Directions:
Reproduce, word for word, the portion of the passage on illegal border crossings below that starts at the words "Caught unaware" and ends after "they make it through.".

═════ Exercise text

Faced with the new costs for everything from ambulances to dive suits, Imperial County declared a state of emergency last Nov. 11, seeking relief from the federal government. But on March 17, the governor's Office of Emergency Services told county officials the impacts did not qualify for federal or state funds.

In February, a 26-county coalition was formed - including officials from all state counties bordering Mexico - to explore federal legislation that would reimburse local governments for the additional police and health-care services demanded for undocumented immigrants.

"The coalition feels that since counties suffer because of federal policies, the federal government should reimburse these costs," says Imperial County spokeswoman, Janet Thornburg. There have also been moves to increase penalties for smugglers, but a lack of space in prisons and on court dockets has meant only the most egregious are prosecuted and held.

Last month, a California citizen's initiative was introduced for the March 2000 ballot that would require the state to reimburse local law-enforcement agencies for the training needed in apprehending illegal immigrants.

"California voters overwhelmingly want this problem dealt with," says Ira Mehlman, spokesman for the Federation of American Immigration Reform, which is supporting the initiative.

But others oppose heavier crackdowns at the border. The American Civil Liberties Union has filed a petition with the Inter-American Commission on Human Rights, charging Operation Gatekeeper with "deliberately driving illegal border crossers into harm's way."

"In some senses, Congress is being complicit in these deaths because it refuses to create bigger penalties for employers who hire illegals, or to expand its experimental computerized verification of immigration status," says Mark Krikorian, head of the Center for Immigration Reform. "So we continue to have this weird mismatch in policy whereby we hold out the incentive of employment, but then force [illegals] into greater and greater risks to get them."

Caught unaware

For many, those risks are unknown or are minimized by professional smugglers who don't tell immigrants about the dangers they face. There are warning signs posted everywhere, as well as advertising campaigns appearing on TV as far south as El Salvador. But the lure of comparatively high-paying US jobs makes the risk worth it, immigrants say.

"I just wanted to work here about six months and then take the money home to my family," says Eugenio Lopez, a young Mexican from Veracruz, who was snagged by agents on bicycles after digging under a 15-foot border fence near here. He and five friends headed north two days before to look for farm work. They say they will play cat and mouse with the US Border Patrol until they make it through.

If successful, Mr. Lopez's $5 per hour salary - $200 per week - will dwarf the $30 per week he makes now in Veracruz. But Lopez says he knows nothing about the dangerous terrain that faces him on the US side.

Nor do many other illegals in holding cells here. Such unfamiliarity is one reason some 300 immigrants will be rounded up here each night, held for a few hours, and then returned by bus to the Mexican border. Computer records show many of the same people are attempting crossovers night after night - being caught as many as 45 times.

But officials estimate that for every one caught, three make it through. And the new sophistication of smugglers means many illegal immigrants are headed to places far beyond border states.

"American citizens need to know that these people are making it to Nebraska, Illinois, Iowa," says Jim Dorcy, a retired, 30-year veteran of the Immigration and Naturalization Service. "It's no longer just a border problem. It's a nationwide problem."

══════════
═════ Data section

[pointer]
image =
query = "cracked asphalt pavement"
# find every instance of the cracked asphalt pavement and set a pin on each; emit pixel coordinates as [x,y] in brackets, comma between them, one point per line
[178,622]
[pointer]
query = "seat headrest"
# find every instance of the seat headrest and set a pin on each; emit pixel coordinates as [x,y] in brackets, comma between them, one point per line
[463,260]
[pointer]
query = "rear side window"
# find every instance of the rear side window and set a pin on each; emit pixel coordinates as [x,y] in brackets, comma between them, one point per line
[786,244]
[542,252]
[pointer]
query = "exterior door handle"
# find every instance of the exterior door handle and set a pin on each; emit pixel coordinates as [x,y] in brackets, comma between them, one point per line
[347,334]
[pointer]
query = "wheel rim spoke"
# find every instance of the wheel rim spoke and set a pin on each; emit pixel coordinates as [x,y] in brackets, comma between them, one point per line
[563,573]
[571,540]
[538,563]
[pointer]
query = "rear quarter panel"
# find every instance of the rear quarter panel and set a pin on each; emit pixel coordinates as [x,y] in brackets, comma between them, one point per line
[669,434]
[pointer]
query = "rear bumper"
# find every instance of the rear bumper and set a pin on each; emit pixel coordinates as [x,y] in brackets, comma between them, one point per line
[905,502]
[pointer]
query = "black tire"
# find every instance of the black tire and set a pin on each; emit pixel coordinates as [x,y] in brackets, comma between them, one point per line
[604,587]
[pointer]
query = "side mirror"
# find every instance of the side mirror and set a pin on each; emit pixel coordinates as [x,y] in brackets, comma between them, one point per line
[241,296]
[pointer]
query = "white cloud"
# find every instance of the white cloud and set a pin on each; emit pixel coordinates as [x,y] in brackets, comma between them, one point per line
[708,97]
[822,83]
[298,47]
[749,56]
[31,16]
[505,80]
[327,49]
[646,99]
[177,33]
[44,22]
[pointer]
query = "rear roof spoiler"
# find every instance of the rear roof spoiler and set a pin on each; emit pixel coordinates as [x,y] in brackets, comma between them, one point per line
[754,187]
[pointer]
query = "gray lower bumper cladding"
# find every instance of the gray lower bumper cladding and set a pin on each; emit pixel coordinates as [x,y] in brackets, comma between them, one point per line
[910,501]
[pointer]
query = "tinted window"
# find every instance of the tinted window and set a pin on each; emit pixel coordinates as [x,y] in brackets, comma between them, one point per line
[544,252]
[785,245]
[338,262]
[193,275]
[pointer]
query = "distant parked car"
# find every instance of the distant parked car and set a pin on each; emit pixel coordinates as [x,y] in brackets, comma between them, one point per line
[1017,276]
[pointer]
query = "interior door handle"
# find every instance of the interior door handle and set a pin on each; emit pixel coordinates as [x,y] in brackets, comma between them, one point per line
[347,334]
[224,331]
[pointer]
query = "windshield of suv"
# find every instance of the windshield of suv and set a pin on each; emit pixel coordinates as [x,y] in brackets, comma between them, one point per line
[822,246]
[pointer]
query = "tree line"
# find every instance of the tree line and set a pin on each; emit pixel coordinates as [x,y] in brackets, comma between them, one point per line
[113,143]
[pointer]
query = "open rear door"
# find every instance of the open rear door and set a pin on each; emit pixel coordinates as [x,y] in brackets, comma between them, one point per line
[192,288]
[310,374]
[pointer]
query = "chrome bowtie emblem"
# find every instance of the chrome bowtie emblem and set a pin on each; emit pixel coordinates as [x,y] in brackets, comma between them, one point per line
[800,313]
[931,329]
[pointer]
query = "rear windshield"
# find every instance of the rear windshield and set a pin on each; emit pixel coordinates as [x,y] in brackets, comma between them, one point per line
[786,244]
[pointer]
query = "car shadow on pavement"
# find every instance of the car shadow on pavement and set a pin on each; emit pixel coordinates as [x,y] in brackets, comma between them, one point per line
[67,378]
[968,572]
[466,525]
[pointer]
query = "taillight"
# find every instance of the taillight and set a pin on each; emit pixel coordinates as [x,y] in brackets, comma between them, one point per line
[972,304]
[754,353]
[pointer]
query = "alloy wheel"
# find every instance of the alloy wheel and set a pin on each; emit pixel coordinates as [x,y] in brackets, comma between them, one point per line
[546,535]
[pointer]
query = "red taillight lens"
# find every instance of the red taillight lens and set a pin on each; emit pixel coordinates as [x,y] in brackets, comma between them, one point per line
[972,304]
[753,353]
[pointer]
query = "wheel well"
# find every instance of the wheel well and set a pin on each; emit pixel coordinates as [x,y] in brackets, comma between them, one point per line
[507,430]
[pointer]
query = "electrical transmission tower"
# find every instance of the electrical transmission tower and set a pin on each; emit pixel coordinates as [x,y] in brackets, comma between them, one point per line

══════════

Expected output:
Caught unaware

For many, those risks are unknown or are minimized by professional smugglers who don't tell immigrants about the dangers they face. There are warning signs posted everywhere, as well as advertising campaigns appearing on TV as far south as El Salvador. But the lure of comparatively high-paying US jobs makes the risk worth it, immigrants say.

"I just wanted to work here about six months and then take the money home to my family," says Eugenio Lopez, a young Mexican from Veracruz, who was snagged by agents on bicycles after digging under a 15-foot border fence near here. He and five friends headed north two days before to look for farm work. They say they will play cat and mouse with the US Border Patrol until they make it through.